Copy out word for word the lines of the records from the one containing "Reviewer note: verify that every instance of the window" through the one containing "column 255, row 17", both included. Leave the pictures out.

# DATASET:
===

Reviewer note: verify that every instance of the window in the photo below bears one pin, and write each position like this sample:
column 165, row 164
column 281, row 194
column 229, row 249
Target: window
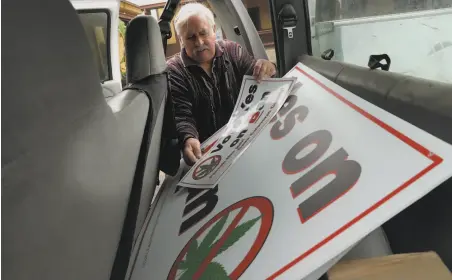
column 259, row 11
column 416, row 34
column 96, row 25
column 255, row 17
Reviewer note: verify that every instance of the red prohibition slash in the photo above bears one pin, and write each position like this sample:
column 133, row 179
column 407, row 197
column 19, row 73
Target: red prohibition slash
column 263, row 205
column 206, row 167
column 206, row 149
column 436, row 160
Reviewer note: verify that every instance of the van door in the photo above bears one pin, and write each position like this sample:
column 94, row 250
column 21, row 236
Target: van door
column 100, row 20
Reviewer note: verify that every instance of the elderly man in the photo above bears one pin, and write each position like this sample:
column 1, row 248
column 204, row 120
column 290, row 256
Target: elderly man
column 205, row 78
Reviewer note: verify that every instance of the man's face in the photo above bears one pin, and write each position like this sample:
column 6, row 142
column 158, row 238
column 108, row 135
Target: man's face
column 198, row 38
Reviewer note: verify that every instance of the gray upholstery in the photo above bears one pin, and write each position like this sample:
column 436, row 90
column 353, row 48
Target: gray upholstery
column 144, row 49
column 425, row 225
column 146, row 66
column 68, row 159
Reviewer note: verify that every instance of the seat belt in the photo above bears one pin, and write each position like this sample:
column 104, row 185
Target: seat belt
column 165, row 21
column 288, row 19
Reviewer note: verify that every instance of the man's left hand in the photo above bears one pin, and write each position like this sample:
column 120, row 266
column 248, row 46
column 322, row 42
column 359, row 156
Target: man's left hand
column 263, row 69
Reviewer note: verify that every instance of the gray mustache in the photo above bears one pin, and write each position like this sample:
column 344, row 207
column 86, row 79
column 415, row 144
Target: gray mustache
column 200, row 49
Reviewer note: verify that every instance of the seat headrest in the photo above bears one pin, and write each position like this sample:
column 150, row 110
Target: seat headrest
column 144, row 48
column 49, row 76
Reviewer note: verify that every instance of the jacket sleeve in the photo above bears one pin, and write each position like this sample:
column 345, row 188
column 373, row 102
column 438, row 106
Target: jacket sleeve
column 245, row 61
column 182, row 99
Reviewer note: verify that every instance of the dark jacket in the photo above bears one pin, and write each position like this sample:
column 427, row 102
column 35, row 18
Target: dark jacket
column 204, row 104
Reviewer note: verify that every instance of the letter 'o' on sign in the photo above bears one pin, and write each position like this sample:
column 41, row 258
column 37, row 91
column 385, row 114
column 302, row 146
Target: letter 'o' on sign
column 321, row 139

===

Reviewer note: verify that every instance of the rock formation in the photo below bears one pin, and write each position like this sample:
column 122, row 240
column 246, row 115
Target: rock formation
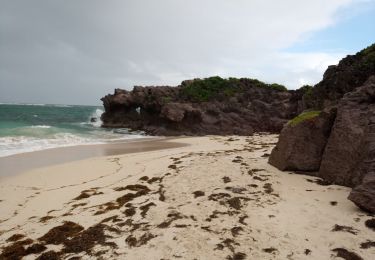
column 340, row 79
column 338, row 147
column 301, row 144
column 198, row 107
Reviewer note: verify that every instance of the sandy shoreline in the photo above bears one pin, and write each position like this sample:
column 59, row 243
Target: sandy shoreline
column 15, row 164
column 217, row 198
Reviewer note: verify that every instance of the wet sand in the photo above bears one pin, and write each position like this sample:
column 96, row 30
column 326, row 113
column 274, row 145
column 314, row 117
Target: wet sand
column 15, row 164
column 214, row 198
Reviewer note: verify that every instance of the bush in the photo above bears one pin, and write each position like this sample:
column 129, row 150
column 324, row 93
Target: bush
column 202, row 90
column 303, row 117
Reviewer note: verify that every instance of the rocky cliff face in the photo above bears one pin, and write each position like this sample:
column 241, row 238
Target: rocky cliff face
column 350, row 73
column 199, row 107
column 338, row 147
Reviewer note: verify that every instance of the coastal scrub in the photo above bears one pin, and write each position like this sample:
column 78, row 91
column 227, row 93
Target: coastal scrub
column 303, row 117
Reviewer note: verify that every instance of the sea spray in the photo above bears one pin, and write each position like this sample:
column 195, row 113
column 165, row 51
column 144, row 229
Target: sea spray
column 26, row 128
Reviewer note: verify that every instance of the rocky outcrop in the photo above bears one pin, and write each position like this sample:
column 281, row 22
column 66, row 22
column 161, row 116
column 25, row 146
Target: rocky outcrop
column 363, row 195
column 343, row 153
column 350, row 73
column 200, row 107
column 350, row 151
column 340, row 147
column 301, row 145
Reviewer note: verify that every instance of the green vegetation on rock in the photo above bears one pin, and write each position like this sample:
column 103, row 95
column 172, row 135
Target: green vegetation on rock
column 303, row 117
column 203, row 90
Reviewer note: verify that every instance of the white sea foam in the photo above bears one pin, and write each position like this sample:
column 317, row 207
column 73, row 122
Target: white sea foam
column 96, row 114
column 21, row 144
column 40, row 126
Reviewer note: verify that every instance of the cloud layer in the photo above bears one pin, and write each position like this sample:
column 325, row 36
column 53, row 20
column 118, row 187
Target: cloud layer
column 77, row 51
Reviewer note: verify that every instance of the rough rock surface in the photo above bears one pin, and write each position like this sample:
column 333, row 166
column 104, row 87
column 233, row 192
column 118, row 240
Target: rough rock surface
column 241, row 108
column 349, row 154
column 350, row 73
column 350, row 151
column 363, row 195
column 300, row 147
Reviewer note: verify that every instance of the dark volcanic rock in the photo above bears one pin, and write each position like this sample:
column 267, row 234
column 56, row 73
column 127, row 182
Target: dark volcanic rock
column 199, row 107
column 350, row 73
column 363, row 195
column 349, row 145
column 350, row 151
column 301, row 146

===

# TASK OUTPUT:
Reviewer note: verify that every instance of the window in the photo below bears one pin, and write each position like this sample:
column 165, row 164
column 281, row 194
column 229, row 249
Target: window
column 259, row 11
column 416, row 34
column 96, row 25
column 255, row 17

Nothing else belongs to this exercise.